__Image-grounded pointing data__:
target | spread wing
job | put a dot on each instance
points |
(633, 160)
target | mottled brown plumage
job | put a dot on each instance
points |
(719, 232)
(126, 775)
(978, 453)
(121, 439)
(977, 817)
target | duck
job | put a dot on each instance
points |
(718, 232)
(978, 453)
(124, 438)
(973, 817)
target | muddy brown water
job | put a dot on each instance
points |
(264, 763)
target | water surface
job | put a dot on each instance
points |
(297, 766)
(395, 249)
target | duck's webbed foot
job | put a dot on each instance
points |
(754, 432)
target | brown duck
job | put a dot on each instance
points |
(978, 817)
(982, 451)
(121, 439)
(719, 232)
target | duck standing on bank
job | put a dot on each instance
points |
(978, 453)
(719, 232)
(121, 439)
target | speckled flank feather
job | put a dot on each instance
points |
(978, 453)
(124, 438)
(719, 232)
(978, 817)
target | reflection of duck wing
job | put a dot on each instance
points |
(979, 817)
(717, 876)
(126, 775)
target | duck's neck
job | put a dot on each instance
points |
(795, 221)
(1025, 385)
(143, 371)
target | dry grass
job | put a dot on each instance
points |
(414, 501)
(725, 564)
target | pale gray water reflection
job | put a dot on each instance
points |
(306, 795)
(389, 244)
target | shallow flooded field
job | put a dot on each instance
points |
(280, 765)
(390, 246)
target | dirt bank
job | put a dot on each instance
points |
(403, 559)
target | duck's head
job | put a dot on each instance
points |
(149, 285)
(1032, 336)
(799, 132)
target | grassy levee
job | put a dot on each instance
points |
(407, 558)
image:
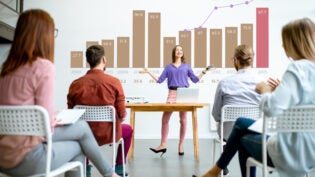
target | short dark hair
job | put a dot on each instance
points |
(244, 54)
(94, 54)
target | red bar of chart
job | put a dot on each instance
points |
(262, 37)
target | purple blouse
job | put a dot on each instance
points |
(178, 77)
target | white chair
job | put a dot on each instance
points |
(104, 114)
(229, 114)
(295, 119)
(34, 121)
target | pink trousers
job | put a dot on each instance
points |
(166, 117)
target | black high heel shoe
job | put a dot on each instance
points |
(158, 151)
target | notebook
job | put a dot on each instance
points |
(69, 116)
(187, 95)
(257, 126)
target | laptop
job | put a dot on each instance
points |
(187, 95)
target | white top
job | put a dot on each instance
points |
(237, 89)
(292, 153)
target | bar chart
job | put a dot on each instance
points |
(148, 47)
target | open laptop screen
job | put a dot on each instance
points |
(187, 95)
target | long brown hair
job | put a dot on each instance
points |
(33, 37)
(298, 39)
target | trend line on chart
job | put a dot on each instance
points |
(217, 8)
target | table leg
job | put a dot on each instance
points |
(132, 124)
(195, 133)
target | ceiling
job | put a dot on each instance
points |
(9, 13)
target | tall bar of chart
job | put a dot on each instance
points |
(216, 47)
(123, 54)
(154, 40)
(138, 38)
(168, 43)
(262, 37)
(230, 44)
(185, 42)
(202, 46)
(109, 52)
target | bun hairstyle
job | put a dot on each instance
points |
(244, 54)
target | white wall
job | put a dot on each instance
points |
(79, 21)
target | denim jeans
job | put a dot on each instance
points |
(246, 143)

__Your task__: Nothing but an exact copy of the lines from the start of the entries through the line containing "target | duck's webbed foot" belongs in the response.

__Exercise solution__:
target | spread wing
job | put a dot on each instance
points |
(633, 160)
target | mottled brown plumage
job | put a dot on each instance
points |
(719, 232)
(126, 775)
(978, 453)
(121, 439)
(977, 817)
target | duck
job | put a dot on each instance
points |
(718, 232)
(978, 453)
(124, 438)
(973, 817)
target | muddy brown water
job | put a dot on each instance
points |
(264, 763)
target | water surface
job | put a dot on each instance
points |
(297, 766)
(395, 249)
target | duck's webbed foot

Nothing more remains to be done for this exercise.